## Problem description
Below are some entries; can you quote all of them exactly?

## The data
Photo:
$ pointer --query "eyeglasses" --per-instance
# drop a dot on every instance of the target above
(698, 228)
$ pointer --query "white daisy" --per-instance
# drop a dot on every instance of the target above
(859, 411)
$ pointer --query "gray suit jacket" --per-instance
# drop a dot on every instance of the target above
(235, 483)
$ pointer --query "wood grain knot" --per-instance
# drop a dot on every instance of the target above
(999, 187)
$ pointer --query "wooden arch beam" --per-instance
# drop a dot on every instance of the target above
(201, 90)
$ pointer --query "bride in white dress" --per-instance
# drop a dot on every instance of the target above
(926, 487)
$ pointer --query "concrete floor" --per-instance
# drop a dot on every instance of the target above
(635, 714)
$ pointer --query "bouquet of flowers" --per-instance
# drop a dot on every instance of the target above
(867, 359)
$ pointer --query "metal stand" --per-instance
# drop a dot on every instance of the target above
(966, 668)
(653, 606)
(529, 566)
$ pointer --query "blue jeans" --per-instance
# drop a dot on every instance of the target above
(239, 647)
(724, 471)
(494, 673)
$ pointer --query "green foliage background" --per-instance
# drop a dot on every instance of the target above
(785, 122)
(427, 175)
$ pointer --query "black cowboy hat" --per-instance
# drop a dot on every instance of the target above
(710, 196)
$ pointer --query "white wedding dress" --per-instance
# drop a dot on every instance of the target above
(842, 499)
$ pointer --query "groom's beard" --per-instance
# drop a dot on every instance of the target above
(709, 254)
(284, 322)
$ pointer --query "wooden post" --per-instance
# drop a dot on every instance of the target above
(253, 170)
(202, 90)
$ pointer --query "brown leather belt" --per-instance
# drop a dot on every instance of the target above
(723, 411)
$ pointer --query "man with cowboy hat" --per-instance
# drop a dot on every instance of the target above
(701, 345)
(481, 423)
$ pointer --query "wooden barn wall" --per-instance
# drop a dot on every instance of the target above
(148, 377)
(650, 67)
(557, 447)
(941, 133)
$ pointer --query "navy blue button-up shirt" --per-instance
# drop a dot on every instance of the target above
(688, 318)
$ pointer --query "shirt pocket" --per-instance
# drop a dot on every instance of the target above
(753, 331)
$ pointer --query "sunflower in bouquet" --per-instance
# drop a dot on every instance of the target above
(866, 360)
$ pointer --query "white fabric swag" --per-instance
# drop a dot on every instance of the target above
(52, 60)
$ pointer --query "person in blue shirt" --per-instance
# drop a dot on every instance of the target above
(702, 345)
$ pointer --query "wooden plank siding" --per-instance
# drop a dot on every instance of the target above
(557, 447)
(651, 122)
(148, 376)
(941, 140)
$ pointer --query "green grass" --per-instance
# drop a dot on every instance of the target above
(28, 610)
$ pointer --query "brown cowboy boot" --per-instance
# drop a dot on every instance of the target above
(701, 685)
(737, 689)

## Answer box
Photo:
$ pointer --query "eyeglasses" --per-instance
# drop a dot on every instance of the target above
(698, 228)
$ pointer --query "white daisy" --per-instance
# drop a dot on every instance of the target above
(859, 411)
$ pointer --query "gray suit jacket" --per-instance
# drop a dot on every instance of the target above
(235, 483)
$ pointer --query "wood grain knot" --per-instance
# drop a dot on every instance of the target above
(999, 187)
$ pointer --query "wooden arch beam" --per-instance
# drop a dot on every instance of the target above
(201, 90)
$ pointer --query "bride in white dress" --per-instance
# drop a dot on every instance of the target above
(926, 487)
$ pointer --query "concrete floor" --per-instance
# drop a dot on every instance of the target above
(635, 714)
$ pointer --query "bouquet of flowers" --per-instance
# drop a dot on every instance of the target above
(867, 359)
$ pointer --query "metal stand" --per-instance
# drop a dot on every instance of the target above
(966, 668)
(653, 606)
(529, 566)
$ pointer --query "blue jeans" --per-instance
# drop a dot on every instance of the target above
(239, 647)
(724, 471)
(494, 673)
$ pointer --query "green foliage background" --per-instance
# drop a dot on every instance of the target above
(785, 122)
(427, 175)
$ pointer --query "black cowboy hat" --per-instance
# drop a dot on every instance of the target above
(710, 196)
$ pointer --query "white wedding dress" --per-instance
# drop a dot on every instance of the target above
(842, 499)
$ pointer --query "groom's beard" --per-instance
# drop a dot on every instance of the target above
(709, 254)
(284, 322)
$ pointer --query "wooden post" --per-instance
# drop a dot on every instance of the target above
(253, 170)
(202, 90)
$ pointer --query "brown leather belt" --per-instance
# drop a dot on every instance of the target above
(723, 411)
$ pointer --query "man with cowboy hat" --per-instance
# drop a dot on every instance of the target above
(701, 345)
(481, 423)
$ pointer --query "wooden barn wall" --per-instance
# drop a dot on every instance of the target above
(148, 377)
(650, 67)
(557, 447)
(941, 133)
$ pointer --query "navy blue button-up shirt" --per-instance
# drop a dot on every instance of the target above
(688, 318)
$ pointer --query "shirt pocket" --per-instance
# drop a dot on every instance of the target above
(753, 331)
$ pointer --query "sunflower in bouquet" --per-instance
# drop a dot on every instance of the target above
(866, 360)
$ pointer --query "white fabric swag" --per-instance
# drop a dot on every instance of the target above
(52, 60)
$ pointer --query "person in blue shirt" --per-instance
# drop a dot on every instance of the target above
(702, 345)
$ pointer --query "wooden plank siding" --per-instance
# drop a dot on every instance of the target above
(557, 447)
(651, 122)
(148, 376)
(941, 140)
$ pointer --query "green grass" --per-instance
# drop a dot on every instance of the target above
(28, 610)
$ pointer --query "brown cowboy boot" --per-instance
# drop a dot on every instance of the target above
(701, 685)
(737, 689)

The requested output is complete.